--- start Data ---

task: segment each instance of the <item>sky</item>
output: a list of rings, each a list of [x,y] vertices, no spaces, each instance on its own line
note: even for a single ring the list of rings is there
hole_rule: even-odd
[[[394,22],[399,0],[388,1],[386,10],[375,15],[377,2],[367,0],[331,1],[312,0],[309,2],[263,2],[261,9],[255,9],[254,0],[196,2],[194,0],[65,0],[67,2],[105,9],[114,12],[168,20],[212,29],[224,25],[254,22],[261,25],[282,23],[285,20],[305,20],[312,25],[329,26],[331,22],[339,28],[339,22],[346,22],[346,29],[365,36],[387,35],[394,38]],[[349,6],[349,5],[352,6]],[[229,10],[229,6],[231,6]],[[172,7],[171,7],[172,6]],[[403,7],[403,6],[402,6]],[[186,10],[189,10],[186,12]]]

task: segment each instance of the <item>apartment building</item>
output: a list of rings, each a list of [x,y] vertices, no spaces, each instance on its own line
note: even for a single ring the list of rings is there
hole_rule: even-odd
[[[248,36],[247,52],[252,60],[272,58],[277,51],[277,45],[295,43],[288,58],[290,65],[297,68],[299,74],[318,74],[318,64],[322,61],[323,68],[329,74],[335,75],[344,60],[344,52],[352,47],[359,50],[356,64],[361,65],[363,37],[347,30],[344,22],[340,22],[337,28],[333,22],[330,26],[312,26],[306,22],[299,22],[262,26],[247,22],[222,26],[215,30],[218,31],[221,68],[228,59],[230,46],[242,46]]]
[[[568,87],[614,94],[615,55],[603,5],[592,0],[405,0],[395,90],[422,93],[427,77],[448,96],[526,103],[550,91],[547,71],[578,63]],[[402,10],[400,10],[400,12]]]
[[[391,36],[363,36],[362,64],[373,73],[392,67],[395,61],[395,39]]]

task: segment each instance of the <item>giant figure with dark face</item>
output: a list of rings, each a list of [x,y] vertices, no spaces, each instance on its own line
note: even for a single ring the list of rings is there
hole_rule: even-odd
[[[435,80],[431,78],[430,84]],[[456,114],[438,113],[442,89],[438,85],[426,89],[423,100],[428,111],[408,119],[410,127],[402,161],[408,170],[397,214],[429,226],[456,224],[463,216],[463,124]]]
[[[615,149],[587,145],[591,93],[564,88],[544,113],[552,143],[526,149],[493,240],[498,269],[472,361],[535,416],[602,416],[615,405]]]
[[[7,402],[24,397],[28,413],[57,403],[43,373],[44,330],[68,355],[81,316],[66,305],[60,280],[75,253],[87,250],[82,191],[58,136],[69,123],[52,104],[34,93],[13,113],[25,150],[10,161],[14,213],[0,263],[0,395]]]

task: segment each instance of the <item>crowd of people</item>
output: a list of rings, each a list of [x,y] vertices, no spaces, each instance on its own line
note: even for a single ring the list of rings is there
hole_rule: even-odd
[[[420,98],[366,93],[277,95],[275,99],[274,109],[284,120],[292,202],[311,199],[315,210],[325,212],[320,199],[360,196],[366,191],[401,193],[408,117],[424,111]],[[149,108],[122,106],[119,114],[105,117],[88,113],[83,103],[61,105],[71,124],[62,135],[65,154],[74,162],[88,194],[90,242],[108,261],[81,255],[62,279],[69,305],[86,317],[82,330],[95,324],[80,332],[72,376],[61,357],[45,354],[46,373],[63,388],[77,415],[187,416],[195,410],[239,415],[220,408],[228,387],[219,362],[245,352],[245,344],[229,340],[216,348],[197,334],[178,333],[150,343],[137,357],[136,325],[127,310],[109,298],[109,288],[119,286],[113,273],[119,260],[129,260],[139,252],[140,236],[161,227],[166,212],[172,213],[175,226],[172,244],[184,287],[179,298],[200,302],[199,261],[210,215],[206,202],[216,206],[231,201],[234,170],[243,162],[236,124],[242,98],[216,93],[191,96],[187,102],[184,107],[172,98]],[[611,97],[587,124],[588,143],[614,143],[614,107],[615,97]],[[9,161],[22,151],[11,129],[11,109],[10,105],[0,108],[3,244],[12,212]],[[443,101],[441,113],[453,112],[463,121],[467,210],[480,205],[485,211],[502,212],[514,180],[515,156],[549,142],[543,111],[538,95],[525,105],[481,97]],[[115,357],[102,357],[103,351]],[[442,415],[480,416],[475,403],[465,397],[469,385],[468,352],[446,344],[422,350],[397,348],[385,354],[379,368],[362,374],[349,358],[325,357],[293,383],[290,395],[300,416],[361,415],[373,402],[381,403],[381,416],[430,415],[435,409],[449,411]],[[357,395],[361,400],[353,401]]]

--- end Data ---

What the exercise asks: Filter the items above and copy out every line that contains the string "task".

The result:
task: segment each instance of the <item>sky</item>
task: segment each instance of the <item>apartment building</item>
task: segment each instance of the <item>giant figure with dark face</item>
task: segment each instance of the <item>crowd of people</item>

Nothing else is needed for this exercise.